• **RECORDS**
----

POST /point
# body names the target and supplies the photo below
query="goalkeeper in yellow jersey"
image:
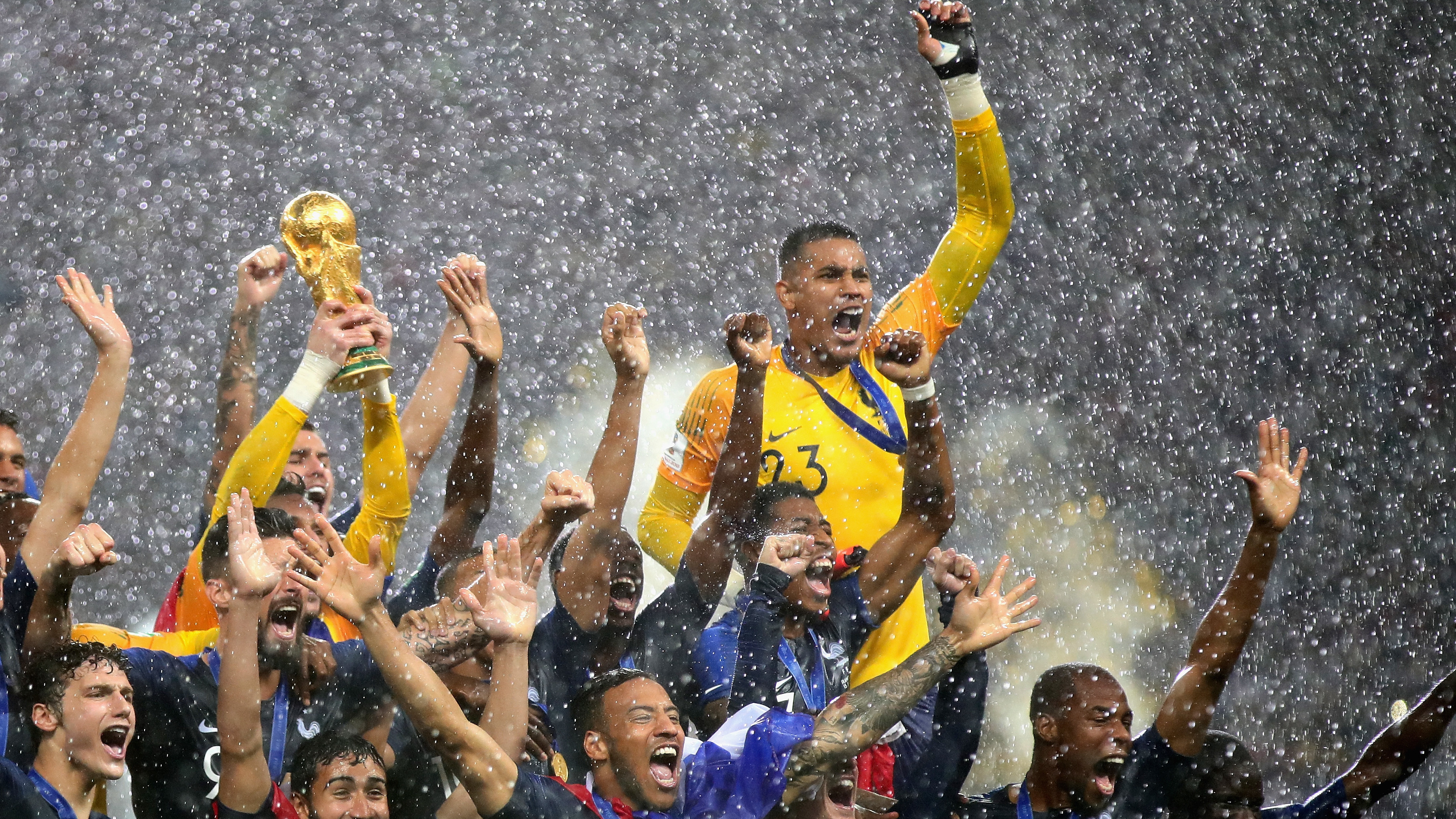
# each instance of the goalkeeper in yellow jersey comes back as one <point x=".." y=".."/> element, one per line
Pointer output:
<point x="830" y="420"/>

----

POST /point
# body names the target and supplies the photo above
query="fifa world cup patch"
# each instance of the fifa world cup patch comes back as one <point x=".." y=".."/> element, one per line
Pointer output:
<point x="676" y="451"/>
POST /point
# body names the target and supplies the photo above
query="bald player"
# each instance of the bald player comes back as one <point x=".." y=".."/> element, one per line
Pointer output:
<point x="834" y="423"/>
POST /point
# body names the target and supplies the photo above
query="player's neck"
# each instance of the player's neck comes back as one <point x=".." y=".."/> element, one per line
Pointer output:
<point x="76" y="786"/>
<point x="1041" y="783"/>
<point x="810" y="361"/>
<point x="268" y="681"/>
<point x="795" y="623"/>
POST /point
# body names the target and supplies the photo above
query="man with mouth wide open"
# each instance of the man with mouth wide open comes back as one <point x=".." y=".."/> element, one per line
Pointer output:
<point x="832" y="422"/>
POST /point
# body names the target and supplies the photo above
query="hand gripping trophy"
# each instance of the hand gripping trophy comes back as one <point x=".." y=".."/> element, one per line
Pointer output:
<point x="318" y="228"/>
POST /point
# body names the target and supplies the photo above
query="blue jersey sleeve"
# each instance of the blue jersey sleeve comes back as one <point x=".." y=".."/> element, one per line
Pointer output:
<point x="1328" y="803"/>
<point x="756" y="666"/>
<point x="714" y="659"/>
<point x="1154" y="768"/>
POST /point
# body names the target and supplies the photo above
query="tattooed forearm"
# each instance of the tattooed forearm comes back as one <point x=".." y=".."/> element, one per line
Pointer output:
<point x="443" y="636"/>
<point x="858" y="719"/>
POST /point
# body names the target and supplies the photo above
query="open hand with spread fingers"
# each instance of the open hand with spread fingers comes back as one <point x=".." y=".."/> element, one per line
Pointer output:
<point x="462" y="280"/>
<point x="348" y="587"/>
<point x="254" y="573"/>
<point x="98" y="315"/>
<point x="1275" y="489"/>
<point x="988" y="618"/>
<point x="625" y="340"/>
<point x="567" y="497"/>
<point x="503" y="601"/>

----

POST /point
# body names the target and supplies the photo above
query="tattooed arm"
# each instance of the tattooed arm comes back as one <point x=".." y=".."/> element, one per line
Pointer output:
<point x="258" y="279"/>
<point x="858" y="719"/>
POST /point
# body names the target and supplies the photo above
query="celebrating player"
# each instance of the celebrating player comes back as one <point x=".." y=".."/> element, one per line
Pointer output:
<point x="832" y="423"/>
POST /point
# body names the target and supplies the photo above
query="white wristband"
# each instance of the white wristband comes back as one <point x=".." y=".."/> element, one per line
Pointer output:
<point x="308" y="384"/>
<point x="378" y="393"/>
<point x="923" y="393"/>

----

Filter the entries and keep only the lines holding "open".

• **PROBLEM SOLUTION**
query="man with mouth wide open"
# each instance of the man with mouth wide open comes back as one <point x=".." y=".."/> element, one per line
query="open hand with spread fingers"
# each instance of the open hand with spread fingers comes back as one <point x=".." y=".."/> element, one per line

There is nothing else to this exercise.